## AIM
Answer these questions about the channel allocation excerpt:
1. What does FIG. 3A illustrate?
2. Into which two groups are all of the available channels divided?
3. What two checks are used to decide whether a B channel is empty?

This dynamic rotation (switching) will be described in the
following.
[0061] FIG. 3A is a flowchart illustrating the generation and
update of a co-channel interference table (CIT) in the channel
allocation method according to an embodiment of the present
invention.
[0062] After determining the classification of the channels
(determining which channels are priority channels), it may be
determined whether there is a condition of allocating the priority
radio channel.
[0063] The condition of allocating the priority radio channel
includes at least one of the conditions that: (1) it is necessary
to allocate the priority radio channel to a newly added OWG (it is
necessary to transmit data with priority required for transmission
between mobile equipments in the new OWG), (2) there is priority
transmission data between two radio mobile equipments (regardless
of whether they are located in the same OWG or not, or they are
mobile equipments in the OWG or single mobile equipments), (3) it
is necessary to allocate the priority radio channel in an OWG, (4)
an interference value of an existing mobile equipment or OWG is
greater than a predetermined value, (5) there is a request for the
allocation of the priority radio channel from an OWG with an
allocated channel, etc.
[0064] Next, a corresponding channel allocation may be performed
based on the situations.
[0065] First, one of the priority radio channels may be allocated,
when the one or more priority radio channels are empty. As
described above, after all of the available channels are divided
into A common channels and B priority channels, it is checked
whether there is an empty B channel in B channels, and if it is yes
then the empty B channel is allocated for the transmission of the
priority transmission data. The step of determining whether a B
channel is empty is performed by determining (1) whether there is
data transmitted in the channel or not, and (2) the utilization
rate of the channel is very small or not (for example, it is less
than a predetermined threshold that is obtained by scanning from
the spectrum or the experience of observing). The utilization rate
of the radio channel may be determined from at least one of a
spectrum utilization rate of the radio channel, a co-channel
interference indication value of the radio channel, the number of
access equipments of the radio channel, an average packet loss rate
of the radio channel, etc.
[0066] On the other hand, when all of the one or more priority
radio channels (B channels) are not empty, the following common
channels (A channels) other than the one or more priority radio
channels (B channels) may be allocated to the priority transmission
data: (1) a common radio channel with a minimum co-channel
interference indication value, (2) one of the common radio channels
with a co-channel interference indication value less than a second
predetermined threshold, and (3) a common radio channel with a
minimum co-channel interference indication value that is less than
a co-channel interference threshold. In the following, the example
of the calculation method of the co-channel interference indication
value will be described.

## SUPPLIED MATERIAL

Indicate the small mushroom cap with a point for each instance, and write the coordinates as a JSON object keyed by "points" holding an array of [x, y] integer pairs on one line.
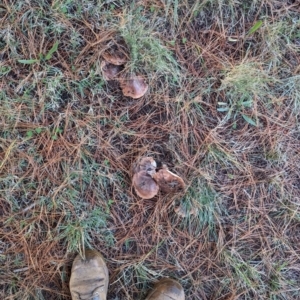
{"points": [[168, 182], [146, 164], [109, 70], [135, 87], [144, 185], [116, 58]]}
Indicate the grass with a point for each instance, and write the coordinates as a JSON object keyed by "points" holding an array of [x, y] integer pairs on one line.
{"points": [[222, 111]]}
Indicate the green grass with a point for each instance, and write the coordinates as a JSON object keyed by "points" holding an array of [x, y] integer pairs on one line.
{"points": [[222, 111]]}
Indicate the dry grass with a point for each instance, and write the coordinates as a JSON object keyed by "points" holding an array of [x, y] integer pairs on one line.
{"points": [[222, 112]]}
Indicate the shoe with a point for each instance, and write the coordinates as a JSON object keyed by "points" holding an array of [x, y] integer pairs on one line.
{"points": [[89, 277], [167, 289]]}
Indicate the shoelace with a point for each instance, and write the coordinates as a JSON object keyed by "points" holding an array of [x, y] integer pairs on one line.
{"points": [[95, 296]]}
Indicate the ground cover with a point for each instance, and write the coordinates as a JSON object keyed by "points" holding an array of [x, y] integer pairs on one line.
{"points": [[222, 111]]}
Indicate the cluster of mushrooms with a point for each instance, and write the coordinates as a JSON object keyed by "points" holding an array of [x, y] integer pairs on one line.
{"points": [[112, 67], [148, 179]]}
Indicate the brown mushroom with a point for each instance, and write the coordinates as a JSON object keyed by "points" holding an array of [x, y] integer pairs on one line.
{"points": [[116, 58], [146, 164], [144, 185], [134, 87], [167, 181], [110, 71]]}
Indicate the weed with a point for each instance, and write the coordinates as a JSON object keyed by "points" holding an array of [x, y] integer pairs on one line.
{"points": [[222, 111]]}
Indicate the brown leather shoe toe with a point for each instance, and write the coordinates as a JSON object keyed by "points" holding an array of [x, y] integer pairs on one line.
{"points": [[89, 277], [167, 289]]}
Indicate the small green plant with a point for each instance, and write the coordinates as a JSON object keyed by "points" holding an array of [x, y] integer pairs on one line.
{"points": [[242, 85], [41, 56]]}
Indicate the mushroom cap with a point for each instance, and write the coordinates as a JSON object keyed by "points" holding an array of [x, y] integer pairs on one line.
{"points": [[144, 185], [146, 164], [168, 182], [134, 87], [109, 70], [116, 58]]}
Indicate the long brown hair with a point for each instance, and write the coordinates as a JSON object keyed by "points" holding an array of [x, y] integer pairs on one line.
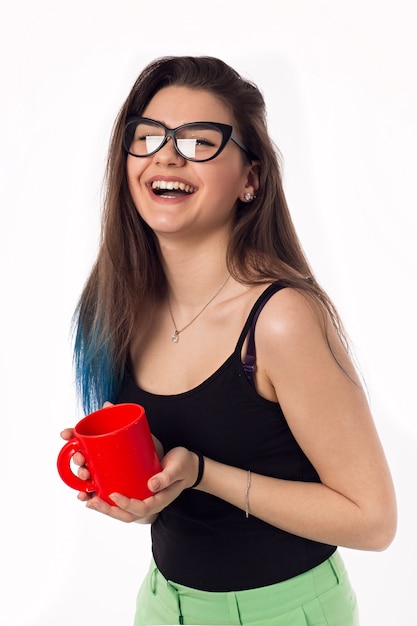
{"points": [[128, 273]]}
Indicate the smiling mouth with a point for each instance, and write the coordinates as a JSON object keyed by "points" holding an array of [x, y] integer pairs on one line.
{"points": [[175, 187]]}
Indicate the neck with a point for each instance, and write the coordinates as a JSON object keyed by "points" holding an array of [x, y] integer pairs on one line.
{"points": [[194, 273]]}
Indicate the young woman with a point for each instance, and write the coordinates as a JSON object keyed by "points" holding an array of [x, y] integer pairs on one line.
{"points": [[202, 308]]}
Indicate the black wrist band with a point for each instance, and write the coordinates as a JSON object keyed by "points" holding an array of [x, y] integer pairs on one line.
{"points": [[200, 469]]}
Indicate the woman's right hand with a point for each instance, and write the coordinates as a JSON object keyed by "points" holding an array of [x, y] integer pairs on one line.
{"points": [[83, 473]]}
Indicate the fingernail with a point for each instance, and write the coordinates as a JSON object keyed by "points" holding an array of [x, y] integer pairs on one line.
{"points": [[154, 484]]}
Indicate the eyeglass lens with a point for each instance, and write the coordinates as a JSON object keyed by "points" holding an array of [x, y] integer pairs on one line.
{"points": [[194, 141]]}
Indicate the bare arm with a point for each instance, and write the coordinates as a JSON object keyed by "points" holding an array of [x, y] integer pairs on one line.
{"points": [[327, 412]]}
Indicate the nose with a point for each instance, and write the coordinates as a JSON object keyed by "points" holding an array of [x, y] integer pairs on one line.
{"points": [[168, 154]]}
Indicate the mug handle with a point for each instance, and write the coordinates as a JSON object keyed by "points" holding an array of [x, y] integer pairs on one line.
{"points": [[64, 468]]}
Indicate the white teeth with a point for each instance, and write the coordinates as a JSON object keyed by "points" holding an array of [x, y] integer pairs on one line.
{"points": [[172, 185]]}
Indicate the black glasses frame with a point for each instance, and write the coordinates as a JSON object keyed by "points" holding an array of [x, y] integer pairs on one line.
{"points": [[225, 129]]}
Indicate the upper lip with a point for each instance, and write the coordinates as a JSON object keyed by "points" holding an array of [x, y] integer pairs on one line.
{"points": [[171, 182]]}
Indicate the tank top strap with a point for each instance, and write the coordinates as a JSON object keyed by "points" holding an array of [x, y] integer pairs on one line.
{"points": [[249, 362]]}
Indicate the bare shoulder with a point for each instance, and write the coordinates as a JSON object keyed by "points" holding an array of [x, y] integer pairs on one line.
{"points": [[297, 342], [290, 313]]}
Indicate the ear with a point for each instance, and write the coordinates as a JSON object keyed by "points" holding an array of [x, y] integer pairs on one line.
{"points": [[252, 182]]}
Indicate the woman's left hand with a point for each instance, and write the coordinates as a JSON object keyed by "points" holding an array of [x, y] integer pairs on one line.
{"points": [[179, 472]]}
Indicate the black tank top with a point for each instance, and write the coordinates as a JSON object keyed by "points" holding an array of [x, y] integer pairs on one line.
{"points": [[200, 540]]}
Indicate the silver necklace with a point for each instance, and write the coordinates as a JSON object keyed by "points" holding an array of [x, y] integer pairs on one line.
{"points": [[175, 337]]}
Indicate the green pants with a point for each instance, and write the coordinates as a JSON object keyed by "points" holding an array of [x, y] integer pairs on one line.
{"points": [[320, 597]]}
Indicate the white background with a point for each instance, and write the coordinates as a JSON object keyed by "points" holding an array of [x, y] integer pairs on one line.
{"points": [[339, 80]]}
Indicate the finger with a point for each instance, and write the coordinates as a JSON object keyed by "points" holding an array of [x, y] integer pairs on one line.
{"points": [[67, 433], [83, 473], [84, 496], [78, 459]]}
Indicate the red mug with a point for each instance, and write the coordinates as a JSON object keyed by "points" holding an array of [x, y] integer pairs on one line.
{"points": [[120, 455]]}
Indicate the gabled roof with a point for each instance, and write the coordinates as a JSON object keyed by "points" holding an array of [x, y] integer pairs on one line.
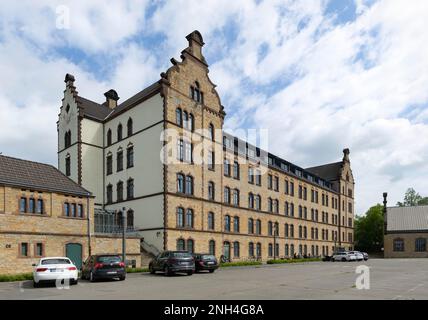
{"points": [[407, 218], [329, 172], [92, 109], [37, 176], [101, 112]]}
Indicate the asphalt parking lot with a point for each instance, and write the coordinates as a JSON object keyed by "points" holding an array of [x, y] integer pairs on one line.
{"points": [[389, 279]]}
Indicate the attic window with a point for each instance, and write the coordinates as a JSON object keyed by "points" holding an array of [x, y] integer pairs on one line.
{"points": [[196, 93]]}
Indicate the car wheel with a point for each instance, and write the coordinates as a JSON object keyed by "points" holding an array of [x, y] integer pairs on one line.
{"points": [[91, 277], [167, 271]]}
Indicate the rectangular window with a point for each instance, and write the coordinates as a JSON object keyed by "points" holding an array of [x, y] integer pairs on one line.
{"points": [[40, 206], [109, 164], [23, 205], [39, 250], [24, 250]]}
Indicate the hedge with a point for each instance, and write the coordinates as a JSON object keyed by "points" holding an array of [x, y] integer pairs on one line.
{"points": [[278, 261], [16, 277], [241, 264]]}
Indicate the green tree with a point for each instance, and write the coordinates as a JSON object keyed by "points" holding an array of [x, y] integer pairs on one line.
{"points": [[411, 198], [369, 230]]}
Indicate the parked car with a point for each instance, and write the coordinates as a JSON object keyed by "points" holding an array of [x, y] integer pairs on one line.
{"points": [[205, 261], [104, 266], [365, 255], [51, 269], [343, 256], [358, 255], [171, 262]]}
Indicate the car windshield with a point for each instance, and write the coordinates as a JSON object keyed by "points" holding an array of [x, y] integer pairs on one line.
{"points": [[208, 257], [181, 255], [109, 259], [55, 261]]}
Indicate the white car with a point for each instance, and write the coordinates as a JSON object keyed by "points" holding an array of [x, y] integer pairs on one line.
{"points": [[344, 256], [54, 268], [358, 254]]}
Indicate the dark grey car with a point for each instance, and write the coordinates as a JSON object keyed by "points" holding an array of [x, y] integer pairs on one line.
{"points": [[171, 262]]}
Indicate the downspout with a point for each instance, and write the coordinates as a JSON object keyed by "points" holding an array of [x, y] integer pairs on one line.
{"points": [[89, 225]]}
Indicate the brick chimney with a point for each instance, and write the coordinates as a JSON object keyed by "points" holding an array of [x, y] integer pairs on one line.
{"points": [[111, 98]]}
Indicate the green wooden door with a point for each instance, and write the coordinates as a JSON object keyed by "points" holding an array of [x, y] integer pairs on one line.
{"points": [[73, 251]]}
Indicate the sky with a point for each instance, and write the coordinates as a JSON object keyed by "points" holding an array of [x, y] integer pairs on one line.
{"points": [[321, 75]]}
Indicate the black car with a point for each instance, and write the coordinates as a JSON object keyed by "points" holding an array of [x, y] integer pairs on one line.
{"points": [[171, 262], [105, 266], [205, 261]]}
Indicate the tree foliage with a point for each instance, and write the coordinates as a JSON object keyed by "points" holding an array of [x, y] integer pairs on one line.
{"points": [[412, 198], [369, 230]]}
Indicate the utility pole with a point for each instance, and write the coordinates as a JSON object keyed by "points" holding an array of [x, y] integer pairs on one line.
{"points": [[124, 235]]}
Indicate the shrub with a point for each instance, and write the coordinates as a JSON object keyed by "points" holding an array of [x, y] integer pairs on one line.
{"points": [[241, 264], [278, 261]]}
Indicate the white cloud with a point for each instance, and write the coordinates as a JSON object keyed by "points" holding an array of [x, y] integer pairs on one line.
{"points": [[318, 85]]}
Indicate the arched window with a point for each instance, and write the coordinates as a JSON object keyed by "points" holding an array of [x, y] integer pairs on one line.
{"points": [[270, 228], [211, 220], [236, 197], [119, 191], [178, 117], [185, 120], [211, 190], [109, 138], [189, 218], [236, 249], [67, 165], [398, 244], [190, 246], [191, 122], [211, 132], [130, 156], [259, 250], [130, 219], [180, 217], [235, 224], [250, 226], [227, 223], [109, 194], [189, 185], [226, 194], [129, 127], [130, 189], [119, 132], [180, 183], [251, 249], [250, 201], [258, 227], [119, 159], [211, 246], [180, 245]]}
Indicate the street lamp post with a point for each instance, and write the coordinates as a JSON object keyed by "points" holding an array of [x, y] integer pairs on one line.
{"points": [[124, 235]]}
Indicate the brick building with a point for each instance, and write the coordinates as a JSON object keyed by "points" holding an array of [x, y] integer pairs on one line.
{"points": [[240, 201], [44, 213], [405, 232]]}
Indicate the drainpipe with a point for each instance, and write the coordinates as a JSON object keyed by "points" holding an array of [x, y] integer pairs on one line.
{"points": [[89, 225]]}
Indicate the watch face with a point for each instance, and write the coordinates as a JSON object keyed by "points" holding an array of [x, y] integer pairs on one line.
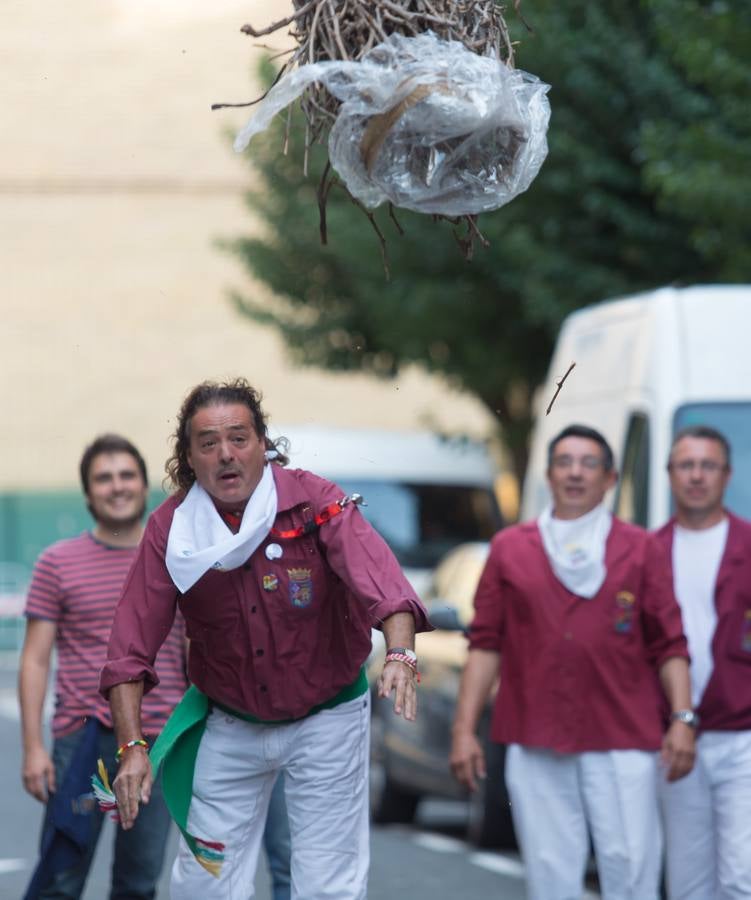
{"points": [[687, 716]]}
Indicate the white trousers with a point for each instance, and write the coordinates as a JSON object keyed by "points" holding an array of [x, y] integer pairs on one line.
{"points": [[325, 763], [558, 800], [708, 821]]}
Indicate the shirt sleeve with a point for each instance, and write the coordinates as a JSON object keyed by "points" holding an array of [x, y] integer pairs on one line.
{"points": [[364, 562], [143, 618], [44, 599], [486, 629], [662, 623]]}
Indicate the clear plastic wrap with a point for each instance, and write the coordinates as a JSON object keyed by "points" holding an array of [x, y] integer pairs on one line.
{"points": [[425, 124]]}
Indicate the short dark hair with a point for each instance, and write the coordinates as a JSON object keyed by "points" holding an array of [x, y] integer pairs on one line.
{"points": [[585, 432], [212, 393], [108, 443], [707, 433]]}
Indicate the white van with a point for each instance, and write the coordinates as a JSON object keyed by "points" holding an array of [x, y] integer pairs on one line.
{"points": [[647, 366], [425, 494]]}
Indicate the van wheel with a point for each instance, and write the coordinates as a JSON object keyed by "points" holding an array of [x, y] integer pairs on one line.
{"points": [[393, 805], [489, 824]]}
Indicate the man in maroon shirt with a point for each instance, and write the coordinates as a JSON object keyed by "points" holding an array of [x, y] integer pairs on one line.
{"points": [[708, 550], [279, 579], [580, 620]]}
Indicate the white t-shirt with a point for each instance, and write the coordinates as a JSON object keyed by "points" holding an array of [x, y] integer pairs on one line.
{"points": [[696, 562]]}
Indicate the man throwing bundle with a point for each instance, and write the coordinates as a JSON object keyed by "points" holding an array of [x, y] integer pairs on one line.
{"points": [[279, 579]]}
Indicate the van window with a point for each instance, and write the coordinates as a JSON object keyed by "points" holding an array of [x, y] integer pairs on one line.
{"points": [[734, 421], [633, 487], [422, 522]]}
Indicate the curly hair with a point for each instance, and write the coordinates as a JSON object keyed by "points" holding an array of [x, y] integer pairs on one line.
{"points": [[212, 393]]}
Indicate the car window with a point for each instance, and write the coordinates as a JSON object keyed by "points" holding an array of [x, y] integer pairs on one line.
{"points": [[422, 522]]}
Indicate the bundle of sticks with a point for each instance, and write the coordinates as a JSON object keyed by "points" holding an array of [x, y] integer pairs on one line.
{"points": [[347, 30]]}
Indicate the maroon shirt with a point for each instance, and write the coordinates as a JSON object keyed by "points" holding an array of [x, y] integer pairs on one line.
{"points": [[272, 638], [726, 702], [577, 674]]}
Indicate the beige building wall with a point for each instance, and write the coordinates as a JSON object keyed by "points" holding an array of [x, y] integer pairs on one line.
{"points": [[116, 180]]}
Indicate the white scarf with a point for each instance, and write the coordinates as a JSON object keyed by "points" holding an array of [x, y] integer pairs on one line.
{"points": [[576, 548], [200, 539]]}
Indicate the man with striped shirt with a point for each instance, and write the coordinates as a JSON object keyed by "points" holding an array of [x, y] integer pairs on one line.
{"points": [[70, 607]]}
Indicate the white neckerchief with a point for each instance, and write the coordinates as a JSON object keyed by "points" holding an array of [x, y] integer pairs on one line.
{"points": [[576, 548], [200, 539]]}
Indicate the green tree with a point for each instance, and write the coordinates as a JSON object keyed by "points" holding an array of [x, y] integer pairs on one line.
{"points": [[646, 183]]}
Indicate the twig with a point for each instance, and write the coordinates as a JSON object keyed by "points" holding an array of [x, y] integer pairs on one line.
{"points": [[323, 195], [559, 384]]}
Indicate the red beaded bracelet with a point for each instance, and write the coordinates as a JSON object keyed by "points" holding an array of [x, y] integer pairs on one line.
{"points": [[397, 656], [140, 742]]}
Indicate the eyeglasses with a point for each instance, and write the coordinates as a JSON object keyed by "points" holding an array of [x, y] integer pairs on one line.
{"points": [[586, 462], [707, 466]]}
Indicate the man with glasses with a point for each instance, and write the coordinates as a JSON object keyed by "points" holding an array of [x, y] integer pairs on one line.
{"points": [[579, 617], [708, 549]]}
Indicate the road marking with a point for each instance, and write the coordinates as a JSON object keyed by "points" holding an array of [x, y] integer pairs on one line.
{"points": [[12, 865], [440, 843], [500, 863], [495, 862]]}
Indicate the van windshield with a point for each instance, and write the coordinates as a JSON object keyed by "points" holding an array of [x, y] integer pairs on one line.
{"points": [[734, 421], [422, 522]]}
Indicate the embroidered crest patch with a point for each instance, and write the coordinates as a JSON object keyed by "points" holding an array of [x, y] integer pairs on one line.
{"points": [[300, 587], [746, 636], [624, 612]]}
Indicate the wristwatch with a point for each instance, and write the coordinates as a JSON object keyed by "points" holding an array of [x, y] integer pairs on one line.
{"points": [[687, 716]]}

## SOLUTION TO THE PROBLEM
1. The generation and update of a co-channel interference table (CIT) in the channel allocation method.
2. A common channels and B priority channels.
3. Whether any data is being transmitted in the channel, and whether the channel's utilization rate is very small.